> [What you are asked to do]:
Retype all of the records below, reproducing every line without any change.

> [Records for this task]:
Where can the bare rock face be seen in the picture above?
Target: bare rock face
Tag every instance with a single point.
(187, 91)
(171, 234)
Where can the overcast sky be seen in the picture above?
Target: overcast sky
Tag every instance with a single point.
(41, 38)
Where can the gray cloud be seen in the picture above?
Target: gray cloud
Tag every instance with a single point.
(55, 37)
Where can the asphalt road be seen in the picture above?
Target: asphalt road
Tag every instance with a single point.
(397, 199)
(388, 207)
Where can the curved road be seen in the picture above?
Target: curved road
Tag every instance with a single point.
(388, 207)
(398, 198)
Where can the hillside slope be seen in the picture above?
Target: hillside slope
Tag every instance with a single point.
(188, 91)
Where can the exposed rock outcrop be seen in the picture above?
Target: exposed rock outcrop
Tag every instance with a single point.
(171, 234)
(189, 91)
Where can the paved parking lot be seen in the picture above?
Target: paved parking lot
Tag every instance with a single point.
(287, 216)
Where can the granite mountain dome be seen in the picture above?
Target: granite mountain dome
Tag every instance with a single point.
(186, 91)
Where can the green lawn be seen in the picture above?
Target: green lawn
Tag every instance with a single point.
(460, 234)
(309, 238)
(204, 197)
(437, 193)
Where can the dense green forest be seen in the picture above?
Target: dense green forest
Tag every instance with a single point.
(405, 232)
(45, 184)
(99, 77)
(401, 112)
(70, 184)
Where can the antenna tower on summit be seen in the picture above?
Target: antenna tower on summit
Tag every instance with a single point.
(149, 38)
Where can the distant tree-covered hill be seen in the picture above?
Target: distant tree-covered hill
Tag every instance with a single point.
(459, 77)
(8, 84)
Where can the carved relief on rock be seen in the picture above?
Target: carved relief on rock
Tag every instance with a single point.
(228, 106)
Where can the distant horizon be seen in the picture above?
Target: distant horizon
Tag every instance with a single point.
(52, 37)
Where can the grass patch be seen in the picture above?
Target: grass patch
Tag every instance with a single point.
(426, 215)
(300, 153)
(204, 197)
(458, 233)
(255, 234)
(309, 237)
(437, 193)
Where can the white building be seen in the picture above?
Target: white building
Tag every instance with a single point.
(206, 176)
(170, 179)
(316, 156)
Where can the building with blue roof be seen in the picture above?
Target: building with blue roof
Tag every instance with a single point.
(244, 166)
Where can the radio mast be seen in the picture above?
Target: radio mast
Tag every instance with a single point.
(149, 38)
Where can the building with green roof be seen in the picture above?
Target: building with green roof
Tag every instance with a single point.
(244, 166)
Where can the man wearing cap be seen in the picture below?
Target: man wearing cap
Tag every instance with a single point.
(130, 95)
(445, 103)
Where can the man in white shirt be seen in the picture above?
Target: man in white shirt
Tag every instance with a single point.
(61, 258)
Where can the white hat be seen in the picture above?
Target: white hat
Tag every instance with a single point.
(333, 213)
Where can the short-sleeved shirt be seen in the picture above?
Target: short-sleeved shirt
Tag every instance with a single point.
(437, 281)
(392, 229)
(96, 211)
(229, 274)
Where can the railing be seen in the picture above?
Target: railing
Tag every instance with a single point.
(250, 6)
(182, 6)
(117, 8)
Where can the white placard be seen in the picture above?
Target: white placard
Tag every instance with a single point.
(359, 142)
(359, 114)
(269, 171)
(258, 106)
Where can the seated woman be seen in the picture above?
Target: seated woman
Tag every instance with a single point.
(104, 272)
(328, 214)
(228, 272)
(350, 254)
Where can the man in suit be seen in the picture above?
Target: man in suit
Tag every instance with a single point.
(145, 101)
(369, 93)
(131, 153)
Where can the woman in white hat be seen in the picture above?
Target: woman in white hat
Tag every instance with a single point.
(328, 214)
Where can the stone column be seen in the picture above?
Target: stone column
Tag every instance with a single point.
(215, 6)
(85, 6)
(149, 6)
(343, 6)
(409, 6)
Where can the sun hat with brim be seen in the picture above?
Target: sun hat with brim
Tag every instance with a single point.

> [Task result]:
Where can the bare rock face be seen in the picture above?
Target: bare rock face
Tag every instance with a single point.
(187, 91)
(171, 234)
Where can the overcast sky be seen in the picture above?
Target: overcast sky
Tag every instance with a single point.
(41, 38)
Where can the gray cloud be seen in the picture above?
Target: gray cloud
Tag every instance with a single point.
(55, 37)
Where can the asphalt road be seen in the picture above?
Target: asphalt road
Tag every instance with a single point.
(397, 199)
(388, 207)
Where can the curved road be seen in the picture above?
Target: curved road
Tag every instance with a single point.
(388, 207)
(398, 198)
Where can the hillside slope be seen in the picture above?
Target: hillside slope
Tag every instance with a single point.
(188, 91)
Where can the exposed rock outcrop be seen in the picture above?
Target: exposed rock outcrop
Tag every instance with a single point.
(171, 234)
(189, 91)
Where can the paved parking lot be seen in the picture above?
Target: paved parking lot
Tag every instance with a single point.
(287, 216)
Where can the granite mountain dome be seen in the picture above?
Target: granite mountain dome
Tag every instance with a single point.
(186, 91)
Where can the green lawn be seen in the picture above?
Target: green lawn
Tag every instance with a single point.
(460, 234)
(309, 238)
(204, 197)
(437, 193)
Where can the dense green forest be seen in the picture above?
Target: dense green forest
Tag every instance with a single point.
(405, 232)
(45, 184)
(99, 77)
(401, 112)
(70, 184)
Where can the antenna tower on summit be seen in the picture above?
Target: antenna tower on summit
Tag every instance with a single point.
(149, 38)
Where can the distant tree-covered hill be seen in the picture above?
Target: distant tree-covered hill
Tag every instance with a single point.
(459, 77)
(8, 84)
Where can the carved relief on rock be seen in the picture above?
Target: carved relief on rock
Tag every instance with a single point.
(228, 106)
Where can the distant horizon be seen in the picture above?
Target: distant horizon
Tag every instance with a single point.
(52, 37)
Where can the grass patch be seen in the picture above?
Target: grass patch
Tag every instance with a single point.
(426, 215)
(300, 153)
(204, 197)
(458, 233)
(255, 234)
(309, 237)
(437, 193)
Where can the white building be seen in the picture above?
Target: white building
Tag every instance with a single point.
(206, 176)
(170, 179)
(316, 156)
Where can the building with blue roof be seen in the picture above?
Target: building with blue roof
Tag every instance with a single point.
(244, 166)
Where can the radio mast be seen in the picture above?
Target: radio mast
Tag every instance with a single point.
(149, 38)
Where can the building with green roof be seen in the picture above?
Target: building with green roof
Tag every instance with a single point.
(244, 166)
Where can the man wearing cap be seen in the picture below?
Target: man wearing cap
Tag every instance with a single point.
(130, 95)
(445, 103)
Where can the man in white shirt be seen in the picture above?
Target: man in white shirt
Tag every instance with a single point.
(61, 258)
Where can the white hat be seen in the picture above?
Target: white hat
Tag every instance with a single point.
(333, 213)
Where can the short-sleeved shirt be seen in the picture above?
Target: short-sleeved shirt
Tag every instance with a single point.
(437, 281)
(392, 229)
(96, 211)
(229, 274)
Where can the railing be seen in the picture above?
Target: railing
Tag every instance with a single point.
(250, 6)
(182, 6)
(117, 8)
Where can the white placard be seen in the picture above?
Target: white placard
Tag every instance with a single point.
(359, 142)
(359, 114)
(269, 171)
(258, 106)
Where can the seated woman be seen in the picture above?
Target: seated woman
Tag every instance with a single point.
(104, 272)
(328, 214)
(228, 272)
(350, 254)
Where can the man in suit be seen in the picture above?
Target: man in suit
Tag every instance with a single point.
(145, 101)
(369, 93)
(131, 153)
Where can the woman in white hat be seen in the picture above?
Target: woman in white hat
Tag every instance with a single point.
(328, 214)
Where can the stone column be seen in the picture above?
Target: stone column
Tag every instance with a single point.
(215, 6)
(85, 6)
(149, 6)
(343, 6)
(409, 6)
Where can the sun hat with brim be seen in the picture above?
Target: sun hat with brim
Tag every instance with a single point.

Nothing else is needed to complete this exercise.